* **PROBLEM DETAILS**
Work through the records that follow and return each line containing the word "below".
--
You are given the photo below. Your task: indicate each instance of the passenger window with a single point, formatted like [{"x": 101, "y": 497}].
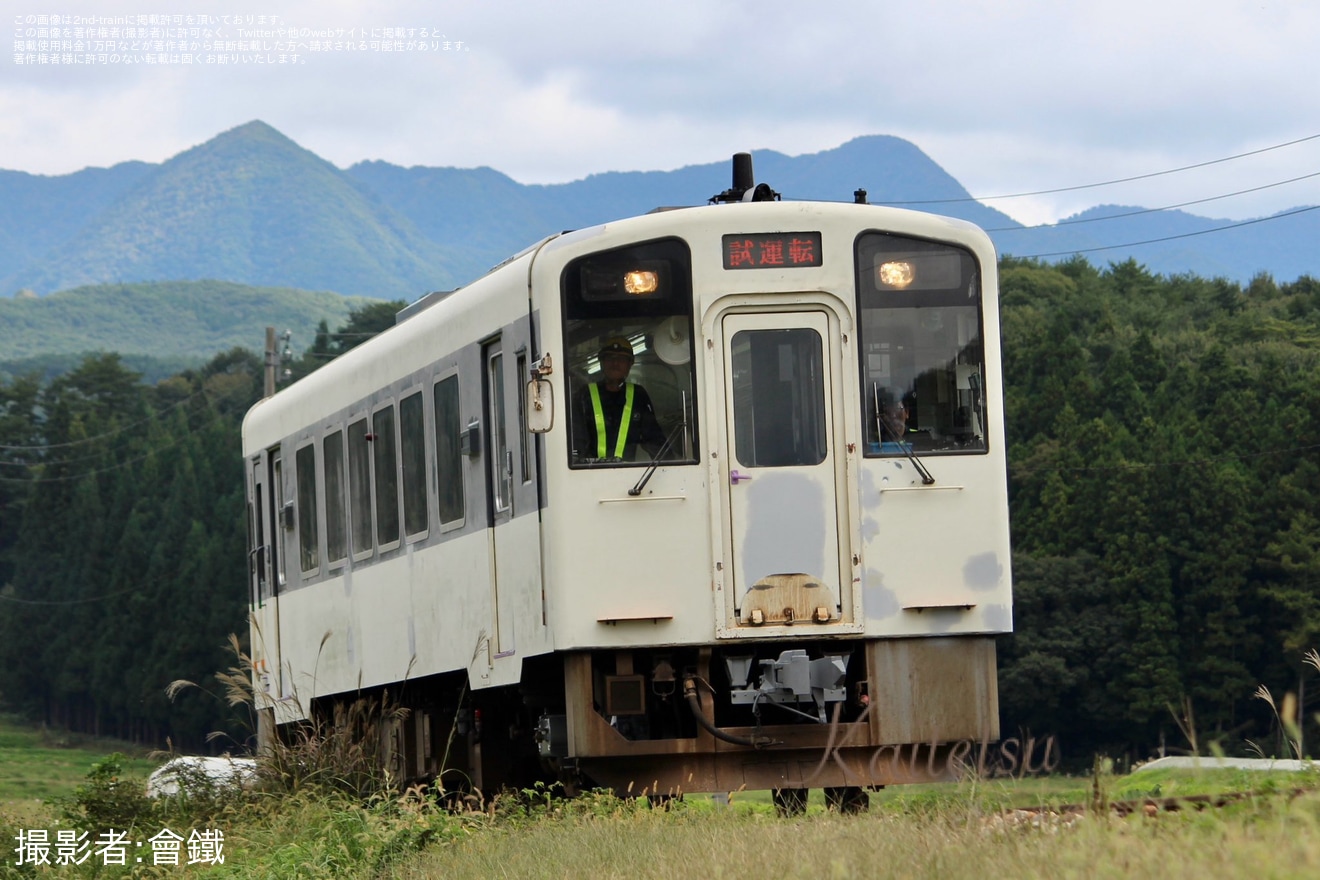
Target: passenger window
[
  {"x": 627, "y": 333},
  {"x": 412, "y": 434},
  {"x": 305, "y": 462},
  {"x": 386, "y": 475},
  {"x": 337, "y": 537},
  {"x": 449, "y": 457},
  {"x": 359, "y": 487}
]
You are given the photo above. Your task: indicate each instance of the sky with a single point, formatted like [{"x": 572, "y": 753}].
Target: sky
[{"x": 1009, "y": 96}]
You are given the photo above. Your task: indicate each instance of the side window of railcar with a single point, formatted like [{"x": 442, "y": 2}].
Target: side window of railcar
[
  {"x": 386, "y": 465},
  {"x": 627, "y": 330},
  {"x": 359, "y": 487},
  {"x": 309, "y": 550},
  {"x": 337, "y": 512},
  {"x": 412, "y": 436},
  {"x": 922, "y": 348},
  {"x": 449, "y": 457}
]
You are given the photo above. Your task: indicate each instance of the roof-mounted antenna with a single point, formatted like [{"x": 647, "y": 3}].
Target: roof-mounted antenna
[{"x": 745, "y": 188}]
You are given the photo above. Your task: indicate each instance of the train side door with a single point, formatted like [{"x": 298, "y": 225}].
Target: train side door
[
  {"x": 267, "y": 567},
  {"x": 499, "y": 396},
  {"x": 783, "y": 483}
]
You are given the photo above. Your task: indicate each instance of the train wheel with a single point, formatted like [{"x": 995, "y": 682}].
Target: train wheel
[
  {"x": 848, "y": 800},
  {"x": 790, "y": 801}
]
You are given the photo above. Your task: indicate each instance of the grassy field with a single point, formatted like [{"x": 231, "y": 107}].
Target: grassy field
[
  {"x": 947, "y": 831},
  {"x": 41, "y": 767}
]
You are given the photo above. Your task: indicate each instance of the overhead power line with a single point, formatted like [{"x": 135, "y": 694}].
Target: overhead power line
[
  {"x": 1121, "y": 180},
  {"x": 1151, "y": 210},
  {"x": 1170, "y": 238}
]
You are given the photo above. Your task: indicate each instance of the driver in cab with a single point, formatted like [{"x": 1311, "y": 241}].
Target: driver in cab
[{"x": 613, "y": 416}]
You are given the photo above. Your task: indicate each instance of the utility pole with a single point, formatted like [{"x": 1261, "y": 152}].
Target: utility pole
[
  {"x": 272, "y": 359},
  {"x": 275, "y": 358}
]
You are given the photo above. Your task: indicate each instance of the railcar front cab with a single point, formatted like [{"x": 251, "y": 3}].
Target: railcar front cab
[{"x": 920, "y": 396}]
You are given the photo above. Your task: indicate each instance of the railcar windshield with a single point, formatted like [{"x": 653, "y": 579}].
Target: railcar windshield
[
  {"x": 627, "y": 331},
  {"x": 923, "y": 359}
]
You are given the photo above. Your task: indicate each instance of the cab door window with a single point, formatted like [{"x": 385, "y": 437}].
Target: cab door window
[{"x": 627, "y": 330}]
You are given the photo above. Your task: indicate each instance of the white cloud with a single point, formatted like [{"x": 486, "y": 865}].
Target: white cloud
[{"x": 1011, "y": 95}]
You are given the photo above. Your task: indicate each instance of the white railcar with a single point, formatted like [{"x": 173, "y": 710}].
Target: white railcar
[{"x": 790, "y": 575}]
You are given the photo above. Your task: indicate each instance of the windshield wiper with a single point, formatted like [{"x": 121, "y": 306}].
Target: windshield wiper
[
  {"x": 655, "y": 459},
  {"x": 894, "y": 429}
]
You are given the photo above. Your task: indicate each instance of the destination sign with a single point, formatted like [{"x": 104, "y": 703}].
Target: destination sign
[{"x": 772, "y": 251}]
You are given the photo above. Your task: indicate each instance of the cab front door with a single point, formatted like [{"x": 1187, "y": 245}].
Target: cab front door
[{"x": 783, "y": 482}]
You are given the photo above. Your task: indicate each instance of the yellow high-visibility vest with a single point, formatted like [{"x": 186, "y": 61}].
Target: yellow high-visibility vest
[{"x": 601, "y": 440}]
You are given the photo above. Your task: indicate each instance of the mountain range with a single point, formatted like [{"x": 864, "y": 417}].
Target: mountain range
[{"x": 250, "y": 206}]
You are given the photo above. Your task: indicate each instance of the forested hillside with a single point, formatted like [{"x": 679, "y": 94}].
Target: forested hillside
[
  {"x": 1163, "y": 440},
  {"x": 1163, "y": 474}
]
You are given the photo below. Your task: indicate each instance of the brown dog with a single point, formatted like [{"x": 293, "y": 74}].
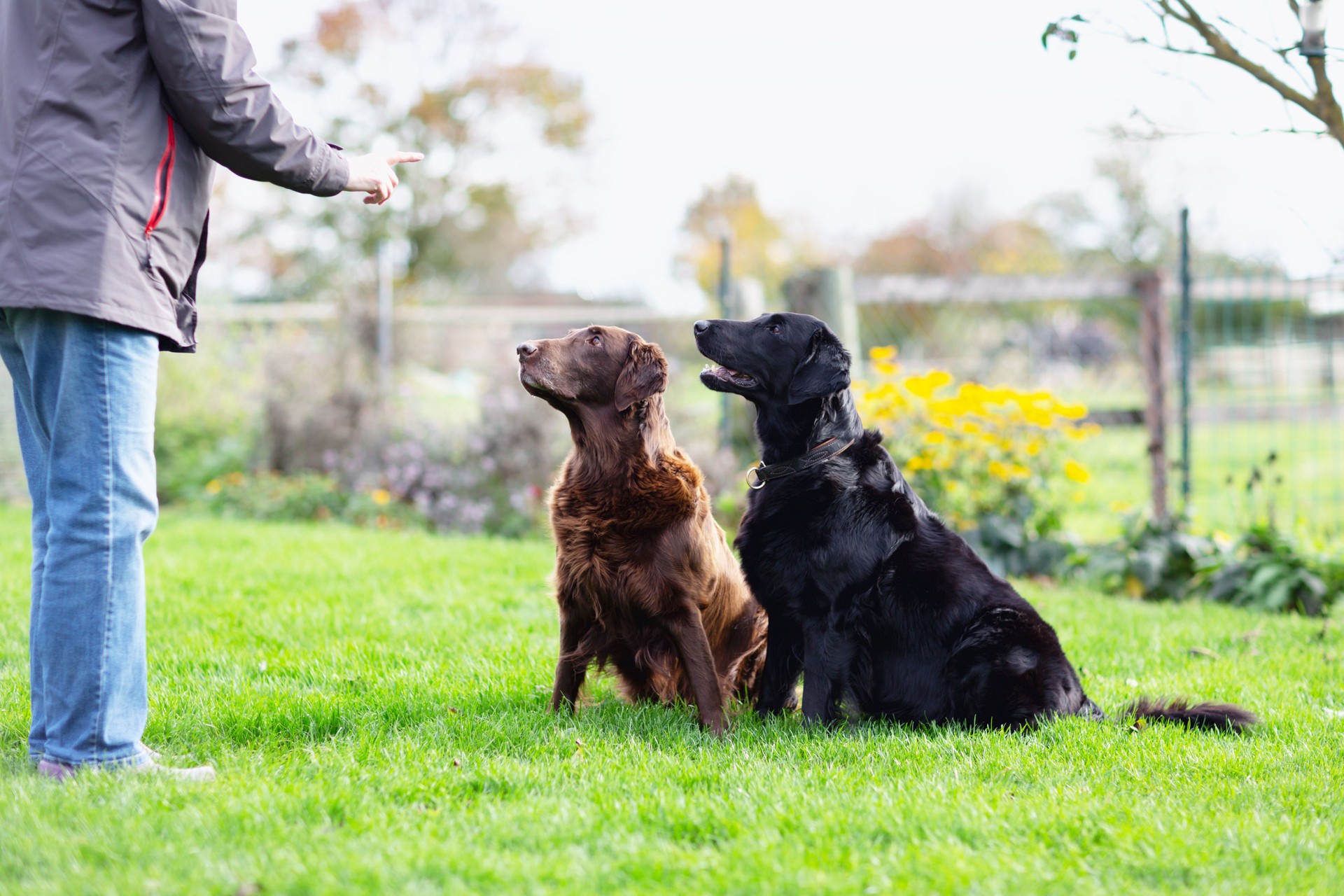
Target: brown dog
[{"x": 644, "y": 575}]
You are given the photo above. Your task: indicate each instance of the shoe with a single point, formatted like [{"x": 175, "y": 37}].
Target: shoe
[
  {"x": 55, "y": 770},
  {"x": 61, "y": 771},
  {"x": 200, "y": 774}
]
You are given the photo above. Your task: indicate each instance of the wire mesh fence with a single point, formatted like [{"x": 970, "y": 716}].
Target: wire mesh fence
[
  {"x": 1266, "y": 419},
  {"x": 1266, "y": 424}
]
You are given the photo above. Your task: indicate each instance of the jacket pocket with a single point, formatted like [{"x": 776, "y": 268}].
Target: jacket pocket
[{"x": 163, "y": 187}]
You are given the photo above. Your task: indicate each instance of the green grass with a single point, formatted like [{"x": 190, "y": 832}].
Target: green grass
[
  {"x": 375, "y": 704},
  {"x": 1310, "y": 460}
]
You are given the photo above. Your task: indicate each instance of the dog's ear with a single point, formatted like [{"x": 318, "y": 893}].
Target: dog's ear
[
  {"x": 644, "y": 375},
  {"x": 825, "y": 370}
]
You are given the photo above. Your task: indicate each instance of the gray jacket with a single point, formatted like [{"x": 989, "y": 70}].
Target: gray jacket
[{"x": 112, "y": 115}]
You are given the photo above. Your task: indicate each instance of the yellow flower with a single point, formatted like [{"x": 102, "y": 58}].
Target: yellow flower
[
  {"x": 929, "y": 383},
  {"x": 1038, "y": 416}
]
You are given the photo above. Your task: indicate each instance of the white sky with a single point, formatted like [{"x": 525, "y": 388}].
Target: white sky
[{"x": 854, "y": 117}]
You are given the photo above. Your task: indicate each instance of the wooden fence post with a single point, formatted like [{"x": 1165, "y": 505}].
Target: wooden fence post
[{"x": 1155, "y": 349}]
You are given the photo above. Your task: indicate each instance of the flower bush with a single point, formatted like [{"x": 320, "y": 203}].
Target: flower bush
[
  {"x": 305, "y": 496},
  {"x": 993, "y": 463}
]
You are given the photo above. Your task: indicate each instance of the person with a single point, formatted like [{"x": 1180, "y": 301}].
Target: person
[{"x": 112, "y": 118}]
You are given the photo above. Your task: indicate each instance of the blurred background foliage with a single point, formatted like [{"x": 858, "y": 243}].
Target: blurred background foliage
[{"x": 283, "y": 415}]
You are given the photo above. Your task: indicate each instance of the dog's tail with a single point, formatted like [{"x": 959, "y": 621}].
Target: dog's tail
[{"x": 1221, "y": 716}]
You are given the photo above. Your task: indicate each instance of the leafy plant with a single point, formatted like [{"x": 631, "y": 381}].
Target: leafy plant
[
  {"x": 1268, "y": 570},
  {"x": 1151, "y": 561},
  {"x": 991, "y": 461},
  {"x": 305, "y": 496}
]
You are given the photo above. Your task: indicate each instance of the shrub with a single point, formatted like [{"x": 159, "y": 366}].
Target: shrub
[
  {"x": 1268, "y": 570},
  {"x": 991, "y": 461},
  {"x": 489, "y": 480},
  {"x": 1151, "y": 561},
  {"x": 304, "y": 496}
]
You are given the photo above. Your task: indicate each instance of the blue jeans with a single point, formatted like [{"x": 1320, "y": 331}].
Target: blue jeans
[{"x": 85, "y": 403}]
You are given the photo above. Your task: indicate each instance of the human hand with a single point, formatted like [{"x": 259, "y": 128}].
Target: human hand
[{"x": 374, "y": 175}]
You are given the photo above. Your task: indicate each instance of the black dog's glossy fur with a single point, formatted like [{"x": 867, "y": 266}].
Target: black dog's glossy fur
[{"x": 867, "y": 593}]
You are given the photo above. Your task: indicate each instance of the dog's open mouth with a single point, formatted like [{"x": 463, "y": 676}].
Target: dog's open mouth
[{"x": 726, "y": 375}]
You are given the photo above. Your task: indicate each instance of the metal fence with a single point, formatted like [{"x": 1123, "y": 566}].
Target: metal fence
[
  {"x": 1264, "y": 437},
  {"x": 1265, "y": 424},
  {"x": 1266, "y": 418}
]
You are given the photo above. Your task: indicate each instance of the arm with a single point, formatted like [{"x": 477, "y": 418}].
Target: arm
[{"x": 206, "y": 65}]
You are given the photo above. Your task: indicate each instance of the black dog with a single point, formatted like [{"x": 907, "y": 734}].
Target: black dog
[{"x": 867, "y": 593}]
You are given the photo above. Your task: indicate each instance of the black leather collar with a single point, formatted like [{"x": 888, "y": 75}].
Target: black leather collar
[{"x": 824, "y": 451}]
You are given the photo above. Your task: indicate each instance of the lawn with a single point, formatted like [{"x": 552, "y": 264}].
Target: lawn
[{"x": 375, "y": 704}]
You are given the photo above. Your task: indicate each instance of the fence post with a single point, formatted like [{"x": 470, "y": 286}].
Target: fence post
[
  {"x": 385, "y": 320},
  {"x": 726, "y": 309},
  {"x": 827, "y": 293},
  {"x": 1186, "y": 312},
  {"x": 1154, "y": 339}
]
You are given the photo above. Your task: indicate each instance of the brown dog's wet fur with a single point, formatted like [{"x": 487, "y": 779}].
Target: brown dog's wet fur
[{"x": 644, "y": 577}]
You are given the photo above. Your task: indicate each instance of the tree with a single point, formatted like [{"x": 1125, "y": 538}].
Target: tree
[
  {"x": 1179, "y": 27},
  {"x": 760, "y": 248},
  {"x": 440, "y": 76}
]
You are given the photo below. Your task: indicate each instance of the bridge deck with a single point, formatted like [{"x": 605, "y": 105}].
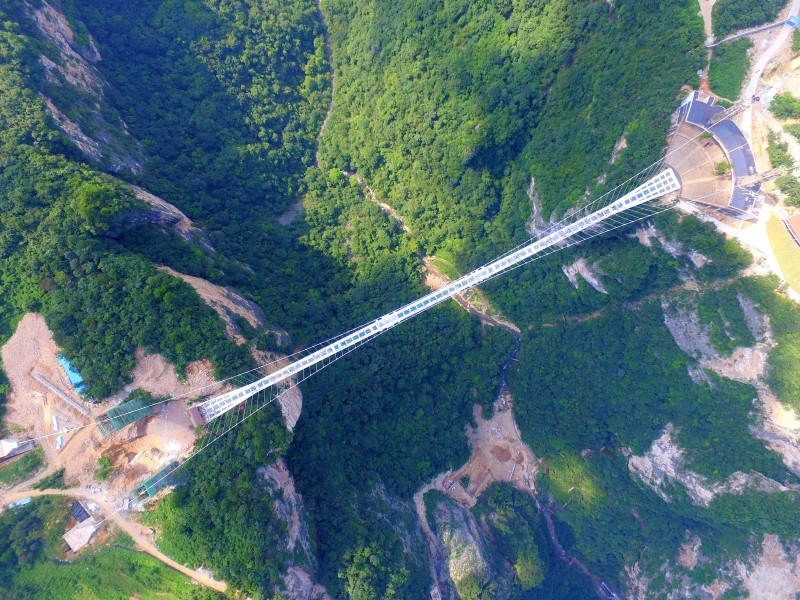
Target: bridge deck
[{"x": 662, "y": 184}]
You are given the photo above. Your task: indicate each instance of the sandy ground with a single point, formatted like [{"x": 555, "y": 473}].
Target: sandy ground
[
  {"x": 498, "y": 455},
  {"x": 226, "y": 302},
  {"x": 155, "y": 375},
  {"x": 473, "y": 301},
  {"x": 32, "y": 407},
  {"x": 581, "y": 267},
  {"x": 137, "y": 451},
  {"x": 139, "y": 533}
]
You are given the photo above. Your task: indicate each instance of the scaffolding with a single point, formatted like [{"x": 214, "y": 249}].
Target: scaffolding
[
  {"x": 123, "y": 415},
  {"x": 156, "y": 483}
]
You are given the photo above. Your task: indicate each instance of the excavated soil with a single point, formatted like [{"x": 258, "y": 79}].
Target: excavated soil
[
  {"x": 30, "y": 406},
  {"x": 226, "y": 302},
  {"x": 154, "y": 374}
]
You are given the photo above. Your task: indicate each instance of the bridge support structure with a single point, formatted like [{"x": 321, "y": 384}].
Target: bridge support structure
[{"x": 666, "y": 182}]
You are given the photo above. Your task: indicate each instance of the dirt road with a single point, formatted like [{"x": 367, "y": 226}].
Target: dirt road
[{"x": 134, "y": 530}]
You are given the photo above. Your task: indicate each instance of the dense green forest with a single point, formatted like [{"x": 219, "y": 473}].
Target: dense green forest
[
  {"x": 728, "y": 68},
  {"x": 732, "y": 15},
  {"x": 467, "y": 99},
  {"x": 458, "y": 115}
]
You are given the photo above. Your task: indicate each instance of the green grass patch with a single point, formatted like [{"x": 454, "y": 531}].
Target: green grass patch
[
  {"x": 728, "y": 68},
  {"x": 786, "y": 252},
  {"x": 104, "y": 468},
  {"x": 54, "y": 481},
  {"x": 785, "y": 106},
  {"x": 778, "y": 152},
  {"x": 22, "y": 468},
  {"x": 113, "y": 573}
]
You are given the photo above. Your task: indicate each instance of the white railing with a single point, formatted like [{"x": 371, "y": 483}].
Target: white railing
[{"x": 662, "y": 184}]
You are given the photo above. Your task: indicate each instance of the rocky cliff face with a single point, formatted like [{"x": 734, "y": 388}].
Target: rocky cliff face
[
  {"x": 464, "y": 562},
  {"x": 73, "y": 91}
]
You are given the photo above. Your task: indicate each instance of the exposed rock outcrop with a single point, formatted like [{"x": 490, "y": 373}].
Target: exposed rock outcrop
[
  {"x": 664, "y": 463},
  {"x": 464, "y": 563},
  {"x": 164, "y": 214},
  {"x": 109, "y": 144}
]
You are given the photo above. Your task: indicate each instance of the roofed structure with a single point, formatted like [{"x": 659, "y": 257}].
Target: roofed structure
[
  {"x": 123, "y": 415},
  {"x": 156, "y": 483},
  {"x": 9, "y": 447},
  {"x": 81, "y": 534},
  {"x": 792, "y": 225},
  {"x": 79, "y": 511},
  {"x": 705, "y": 116}
]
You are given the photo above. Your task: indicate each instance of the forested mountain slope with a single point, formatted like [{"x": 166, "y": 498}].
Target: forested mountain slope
[{"x": 459, "y": 115}]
--
* **TASK RESPONSE**
You are given the photo below. Your task: indicate each instance of the passenger window with a single point, formatted like [{"x": 101, "y": 497}].
You are given the photo below. Your task: indicate each instance of the brown dog with a single point, formatted like [{"x": 293, "y": 74}].
You are given the photo below. Your task: indicate each instance of the bridge deck with a single point, formatted like [{"x": 605, "y": 105}].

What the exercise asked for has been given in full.